> _Page text_:
"""
Food Hygiene Level 3 for Retail

Food Hygiene Level 3 for Retail

Updated Jul 20, 2024
Course Description

Course Overview

This Food Hygiene Level 3 course is essential for any manager or supervisor in a food retail establishment. This course is also ideal for people running their own business and wanting to operate legally and safely.

All managers and business owners have an important role to play in promoting food safety in the workplace, encouraging other staff members to follow good food hygiene practices and contributing towards the business’ food safety management system.


Course Outline

This Food Hygiene Level 3 course is divided into 14 easy to follow interactive modules and includes a multiple choice test at the end:

  • Introduction to Supervising Food Safety
  • Food Safety Legislation
  • Food Contamination
  • Controlling Contamination
  • Micro-Organisms, Food Poisoning and Viruses
  • Non-Bacterial Food Poisoning
  • Temperature Control
  • Checking, Verifying and Recording Temperatures
  • Waste, Cleaning and Disinfection
  • Pest Control; Personal Hygiene
  • Training Staff
  • Implementing a Food Safety Management System
  • Training Staff


Target Audience

This course is ideal for anybody either working or wanting to work with teams in the food retail sector. It is also for people who are supervising or managing a team but without a formal qualification. This course is about real learning and will enhance any CV with an internationally recognised qualification.
"""
> _Supplied information_:
"""
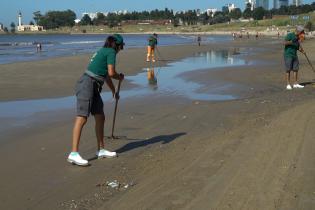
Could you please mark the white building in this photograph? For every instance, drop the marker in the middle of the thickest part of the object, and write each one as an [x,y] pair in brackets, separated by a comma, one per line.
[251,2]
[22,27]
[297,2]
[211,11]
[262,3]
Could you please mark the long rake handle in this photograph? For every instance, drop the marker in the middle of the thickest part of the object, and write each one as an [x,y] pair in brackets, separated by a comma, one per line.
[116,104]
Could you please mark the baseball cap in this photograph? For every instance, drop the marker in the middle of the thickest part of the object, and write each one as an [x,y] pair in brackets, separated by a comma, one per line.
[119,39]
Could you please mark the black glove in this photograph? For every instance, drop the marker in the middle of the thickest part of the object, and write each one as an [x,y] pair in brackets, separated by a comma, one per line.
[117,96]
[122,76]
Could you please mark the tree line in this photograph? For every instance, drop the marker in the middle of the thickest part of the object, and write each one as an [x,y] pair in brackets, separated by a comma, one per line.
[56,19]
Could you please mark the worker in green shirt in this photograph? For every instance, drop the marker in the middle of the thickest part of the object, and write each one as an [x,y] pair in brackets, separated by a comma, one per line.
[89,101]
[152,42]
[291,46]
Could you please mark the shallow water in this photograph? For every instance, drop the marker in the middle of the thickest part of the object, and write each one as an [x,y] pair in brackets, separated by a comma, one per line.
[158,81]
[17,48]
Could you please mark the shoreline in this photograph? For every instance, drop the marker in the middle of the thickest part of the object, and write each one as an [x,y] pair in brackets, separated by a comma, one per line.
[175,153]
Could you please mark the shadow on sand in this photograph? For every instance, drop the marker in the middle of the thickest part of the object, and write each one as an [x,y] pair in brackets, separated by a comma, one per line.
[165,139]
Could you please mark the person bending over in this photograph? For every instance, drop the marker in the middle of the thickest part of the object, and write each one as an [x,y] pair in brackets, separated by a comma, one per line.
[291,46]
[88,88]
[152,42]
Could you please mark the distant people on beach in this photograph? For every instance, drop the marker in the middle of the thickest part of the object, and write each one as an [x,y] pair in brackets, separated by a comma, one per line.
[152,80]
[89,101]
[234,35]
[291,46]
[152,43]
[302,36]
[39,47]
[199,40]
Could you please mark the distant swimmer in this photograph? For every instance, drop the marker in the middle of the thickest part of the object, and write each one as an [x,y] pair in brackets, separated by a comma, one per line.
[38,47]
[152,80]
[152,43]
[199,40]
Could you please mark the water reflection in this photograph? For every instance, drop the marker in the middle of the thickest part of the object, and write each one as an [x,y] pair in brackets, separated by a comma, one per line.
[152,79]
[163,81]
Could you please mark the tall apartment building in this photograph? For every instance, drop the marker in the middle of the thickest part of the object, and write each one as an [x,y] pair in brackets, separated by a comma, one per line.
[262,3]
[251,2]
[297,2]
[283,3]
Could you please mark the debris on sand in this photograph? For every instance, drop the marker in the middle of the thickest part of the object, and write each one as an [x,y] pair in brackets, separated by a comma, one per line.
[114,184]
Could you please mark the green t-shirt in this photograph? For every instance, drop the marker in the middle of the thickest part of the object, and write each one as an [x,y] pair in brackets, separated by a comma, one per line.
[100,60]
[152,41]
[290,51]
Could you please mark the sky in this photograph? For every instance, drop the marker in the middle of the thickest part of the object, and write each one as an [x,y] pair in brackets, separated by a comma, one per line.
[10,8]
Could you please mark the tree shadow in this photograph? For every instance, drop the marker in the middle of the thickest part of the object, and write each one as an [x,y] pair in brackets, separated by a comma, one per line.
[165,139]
"""
> _Problem set_:
#1 In the course outline of the food hygiene course page, list every module title that contains the word "Food".
#2 Write the next part of the food hygiene course page, starting after its final sentence about the internationally recognised qualification.
The data comes from a separate source and is unrelated to the page text.

> _Results of the tasks_:
#1
- Introduction to Supervising Food Safety
- Food Safety Legislation
- Food Contamination
- Micro-Organisms, Food Poisoning and Viruses
- Non-Bacterial Food Poisoning
- Implementing a Food Safety Management System

#2
Learning Objectives

By the end of this course learners will:

  • Categorise food into four distinct food groups.
  • Have knowledge of the way that bacteria can affect food and make it unfit for consumption, plus know how to control the risk.
  • Limit allergens from contaminating food.
  • Understand the basics of personal hygiene and why it is important.
  • Identify what is required from a food premises in order for it to be food safe.
  • Effectively clean equipment and the premises in order to stop bacterial growth and cross-contamination.
  • Explain the basics of a HACCP food safety management system and recognise the relevance of auditing and inspection
  • Understand different ways in which food can be cooked, reheated or held.
  • Have awareness of the relevant food safety legislation and how it can be complied with.
  • Be able to state the safe temperatures for cooking, chilling and freezing food and understand how to take temperature readings.
  • Know what the law requires in regards to personal hygiene when working in a food retail premises.